Start of Data for this task

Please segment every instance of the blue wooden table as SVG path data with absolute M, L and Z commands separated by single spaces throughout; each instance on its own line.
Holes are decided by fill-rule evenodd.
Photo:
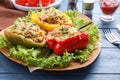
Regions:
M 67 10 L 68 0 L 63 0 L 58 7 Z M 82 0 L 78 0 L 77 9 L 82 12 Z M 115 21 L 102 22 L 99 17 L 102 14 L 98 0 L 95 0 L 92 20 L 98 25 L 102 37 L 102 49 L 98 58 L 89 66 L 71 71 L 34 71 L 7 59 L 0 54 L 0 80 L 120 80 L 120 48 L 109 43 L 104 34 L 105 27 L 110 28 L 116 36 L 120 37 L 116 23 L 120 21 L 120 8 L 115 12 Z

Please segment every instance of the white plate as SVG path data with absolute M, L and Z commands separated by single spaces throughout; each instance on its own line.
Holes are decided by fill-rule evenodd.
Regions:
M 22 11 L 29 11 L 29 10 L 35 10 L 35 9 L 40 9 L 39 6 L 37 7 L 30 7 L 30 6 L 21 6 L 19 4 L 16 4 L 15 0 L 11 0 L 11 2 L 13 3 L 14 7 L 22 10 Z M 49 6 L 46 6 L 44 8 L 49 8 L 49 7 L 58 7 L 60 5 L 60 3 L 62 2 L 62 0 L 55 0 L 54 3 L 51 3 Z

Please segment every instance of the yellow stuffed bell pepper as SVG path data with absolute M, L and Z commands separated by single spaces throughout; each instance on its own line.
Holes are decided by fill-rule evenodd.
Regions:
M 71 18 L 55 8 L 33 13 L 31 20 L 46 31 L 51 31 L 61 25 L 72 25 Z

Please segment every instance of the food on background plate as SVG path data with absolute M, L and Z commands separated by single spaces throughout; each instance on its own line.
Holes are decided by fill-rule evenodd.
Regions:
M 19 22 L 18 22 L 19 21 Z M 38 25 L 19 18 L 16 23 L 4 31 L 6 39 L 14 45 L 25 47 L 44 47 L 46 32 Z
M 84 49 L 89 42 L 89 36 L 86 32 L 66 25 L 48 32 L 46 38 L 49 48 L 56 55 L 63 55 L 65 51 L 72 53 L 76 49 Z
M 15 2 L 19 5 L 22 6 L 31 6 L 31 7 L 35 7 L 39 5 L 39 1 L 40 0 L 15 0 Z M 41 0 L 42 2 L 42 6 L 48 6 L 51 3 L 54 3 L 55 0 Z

End of Data for this task

* **Set task**
Copy out every entry above line for line, leaving out the pictures.

* **Expected output**
Please segment every instance of the blue wooden table as SVG path data with absolute M, L and Z commands separated by single spaces throughout; each instance on its own line.
Holes are decided by fill-rule evenodd.
Photo:
Regions:
M 67 10 L 68 0 L 63 0 L 58 7 Z M 82 0 L 78 0 L 77 9 L 82 12 Z M 115 21 L 102 22 L 99 17 L 102 14 L 98 0 L 95 0 L 92 20 L 98 25 L 102 37 L 102 49 L 98 58 L 89 66 L 71 71 L 34 71 L 7 59 L 0 54 L 0 80 L 120 80 L 120 48 L 109 43 L 104 34 L 105 27 L 110 28 L 116 36 L 120 37 L 116 23 L 120 21 L 120 8 L 115 12 Z

Please segment every instance of the white plate as SVG path data with absolute M, L and Z commands separated by single spaces throughout; each instance on its own line.
Holes are decided by fill-rule evenodd.
Regions:
M 22 11 L 29 11 L 29 10 L 35 10 L 35 9 L 40 9 L 39 6 L 37 7 L 30 7 L 30 6 L 21 6 L 19 4 L 16 4 L 15 0 L 11 0 L 11 2 L 13 3 L 14 7 L 22 10 Z M 49 6 L 46 6 L 44 8 L 49 8 L 49 7 L 58 7 L 60 5 L 60 3 L 62 2 L 62 0 L 55 0 L 54 3 L 51 3 Z

Please segment every instance of the yellow stuffed bell pepper as SVG path data with absolute M, L and Z commands separated by single spaces throughout; each instance on its own line.
Holes are decided by fill-rule evenodd.
Regions:
M 71 18 L 55 8 L 33 13 L 31 20 L 46 31 L 51 31 L 61 25 L 72 25 Z

Please segment every instance of the food on background plate as SVG path data with absolute M, L and Z commands separated by single spaces throughout; each instance on its own line.
Holes are decided by fill-rule evenodd.
Regions:
M 19 22 L 18 22 L 19 21 Z M 38 25 L 19 18 L 16 23 L 4 31 L 6 39 L 14 45 L 25 47 L 44 47 L 46 32 Z
M 84 49 L 89 42 L 89 36 L 86 32 L 66 25 L 48 32 L 46 38 L 49 48 L 56 55 L 63 55 L 65 51 L 72 53 L 76 49 Z
M 15 2 L 19 5 L 22 6 L 31 6 L 31 7 L 35 7 L 39 5 L 39 1 L 40 0 L 15 0 Z M 41 0 L 42 2 L 42 6 L 48 6 L 51 3 L 54 3 L 55 0 Z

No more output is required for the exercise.